## Excerpt provided
--- start ---

If multiple catalogs are needed, for example when topics from another Kafka cluster in a different Confluent Cloud environment are being materialized as Iceberg, additional .properties files can be created within the catalog folder. Each catalog should have its own dedicated configuration file, allowing Trino to connect to different Iceberg catalogs as required.

The next step is to fill out the placeholders <...> with the appropriate values:

  1. For <api-key>:<api-secret>, in Confluent Cloud, click Tableflow in the left-side menu and then on Create/View API keys under the API access box.

  2. Click on + Add API Key.

  3. The API key can be created for your current user account, or alternatively, you can select a service account with the appropriate permissions required. For this example, let’s use the account logged into Confluent Cloud, so select My account and click Next.

  4. Select Tableflow and click Next.

  5. Enter a Name and Description for the Tableflow user account credentials, then click Create API key.

  6. Take note of the Key and Secret and replace the placeholders <api-key>:<api-secret> accordingly.

  7. Next, we need to configure the URI for the Tableflow REST Catalog: https://tableflow.<cc_region>.aws.confluent.cloud/iceberg/catalog/organizations/<org_id>/environments/<env_id>

  8. Let’s go one by one:

    1. <cc_region> is where your Kafka cluster is deployed. Click on Cluster Settings under your Kafka cluster page, where the region is shown in the Cloud details box.

    2. Also, take note of the Cluster ID (lkc-xxxxx), in the Identification box, as that defines the schema.

    3. <org_id> is the Organization ID of your Confluent Cloud Account. For that, click on the hamburger menu (top-right corner) and select Organization settings.

    4. The Organization ID will be shown in your Confluent Cloud account, as below (UUID formatted).

    5. Finally, for the <env_id>, this is the Confluent Cloud Environment ID where your Kafka cluster is provisioned. On the left-side menu, select Environments and click on the environment where your Kafka cluster is located. The Environment ID will be displayed on the right side, and it will be in the format env-xxxxx.

Running Trino With Docker

Once Docker is installed and set up, you can run Trino using a simple Docker command, there is no need for Docker Compose unless you prefer it.

Option 1: Using docker run (recommended for this demo)

--- end ---

Object pointing records for photos:
--- start ---

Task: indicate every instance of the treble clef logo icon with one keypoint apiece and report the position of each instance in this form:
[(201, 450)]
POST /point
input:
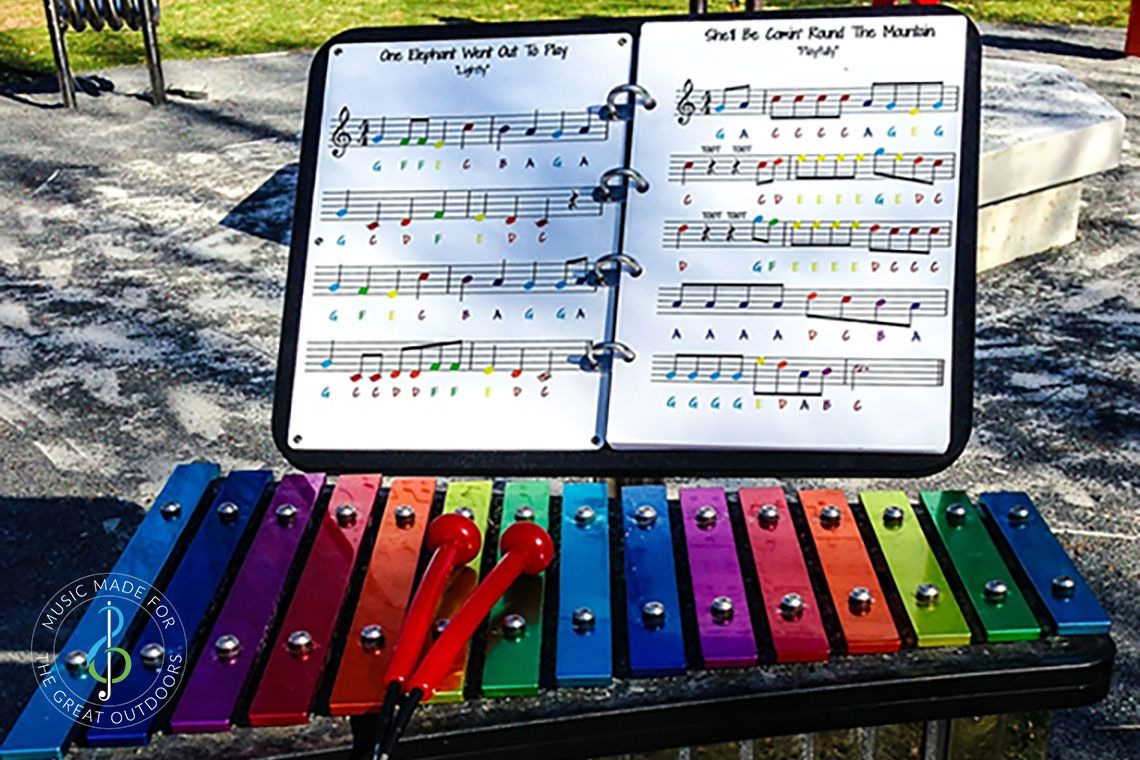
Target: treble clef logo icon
[(685, 106), (341, 137), (104, 645)]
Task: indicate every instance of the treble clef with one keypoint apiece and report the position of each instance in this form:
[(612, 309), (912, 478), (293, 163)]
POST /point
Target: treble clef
[(341, 137), (685, 107), (105, 645)]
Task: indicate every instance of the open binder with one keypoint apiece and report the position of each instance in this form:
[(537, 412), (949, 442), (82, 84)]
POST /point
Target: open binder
[(662, 246)]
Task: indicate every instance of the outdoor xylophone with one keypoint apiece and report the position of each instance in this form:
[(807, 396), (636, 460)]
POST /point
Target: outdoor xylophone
[(659, 623)]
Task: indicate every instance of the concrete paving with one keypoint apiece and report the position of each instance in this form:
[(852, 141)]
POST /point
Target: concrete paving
[(141, 269)]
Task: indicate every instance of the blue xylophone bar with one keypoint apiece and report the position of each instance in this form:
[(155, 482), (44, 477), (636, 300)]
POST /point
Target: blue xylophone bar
[(1067, 597), (584, 651), (43, 730), (657, 645), (190, 590)]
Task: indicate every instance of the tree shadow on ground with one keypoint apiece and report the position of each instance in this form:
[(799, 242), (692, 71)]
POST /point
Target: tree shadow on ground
[(268, 211)]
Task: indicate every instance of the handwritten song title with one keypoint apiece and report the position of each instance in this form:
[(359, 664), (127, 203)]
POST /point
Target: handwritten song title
[(825, 39), (474, 59)]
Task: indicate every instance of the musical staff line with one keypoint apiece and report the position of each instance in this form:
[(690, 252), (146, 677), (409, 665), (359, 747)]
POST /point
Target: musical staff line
[(348, 131), (814, 103), (795, 375), (764, 169), (458, 279), (509, 204), (893, 236), (375, 360), (892, 307)]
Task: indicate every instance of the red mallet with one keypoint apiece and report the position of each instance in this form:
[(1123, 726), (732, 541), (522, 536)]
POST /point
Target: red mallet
[(527, 550)]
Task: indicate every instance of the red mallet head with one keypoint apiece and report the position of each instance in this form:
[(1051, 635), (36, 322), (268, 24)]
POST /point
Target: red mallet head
[(458, 531), (530, 541)]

--- end ---

## Goal A
In the Tableflow setup text, substitute "Organization identifier" for "Organization ID" and give the passage again, starting with "2. Also, take" and going on through "select Organization settings.".
## Goal B
Rewrite the listing as a numbered list with blank lines left out, starting with the line that contains "Task: indicate every instance of the concrete" and going on through the end of the listing.
The excerpt and the listing are separate, unrelated material.

## Written solution A
2. Also, take note of the Cluster ID (lkc-xxxxx), in the Identification box, as that defines the schema.

    3. <org_id> is the Organization identifier of your Confluent Cloud Account. For that, click on the hamburger menu (top-right corner) and select Organization settings.

## Written solution B
1. Task: indicate every instance of the concrete paving with one keypoint apiece and report the position of each instance in this form:
2. [(852, 141)]
3. POST /point
4. Target: concrete paving
5. [(141, 269)]
6. Task: indicate every instance of the blue xylophone bar with one keypoint apiece and report the position of each instance in this form:
7. [(155, 482), (44, 477), (636, 300)]
8. POST /point
9. Target: blue xylophone bar
10. [(1067, 597), (584, 651), (43, 730), (657, 645), (190, 590)]
11. Task: indicate every instance of the tree shadow on ground with one keypoint apiece and report the position of each instance in this form:
12. [(799, 242), (692, 71)]
13. POST /point
14. Target: tree shadow on ground
15. [(268, 211)]
16. Task: indicate every instance of the handwritten song title with one keypoint apiece and report the position of each instance in this form:
17. [(359, 664), (127, 203)]
18. POST /point
19. Target: handwritten song title
20. [(825, 39), (474, 59)]
21. Task: indicate every instance of the musical staff line with one keypoint apiece and report the position of each instance in this form:
22. [(690, 252), (146, 677), (409, 665), (359, 747)]
23. POST /point
24. Target: musical staff line
25. [(348, 131), (814, 103), (795, 375), (764, 169), (458, 279), (509, 204), (893, 236), (375, 360), (892, 307)]
26. Task: indicate every instance of the red mallet with one keypoint apiece and report the position of each instance in this form:
27. [(1123, 726), (732, 541), (522, 536)]
28. POST /point
29. Target: red mallet
30. [(527, 550)]
31. Task: indicate every instance of the red mallet head with one keypoint apiece and report the position of each instance in this form:
32. [(1051, 635), (36, 322), (268, 24)]
33. POST /point
34. Target: red mallet head
35. [(458, 531), (530, 541)]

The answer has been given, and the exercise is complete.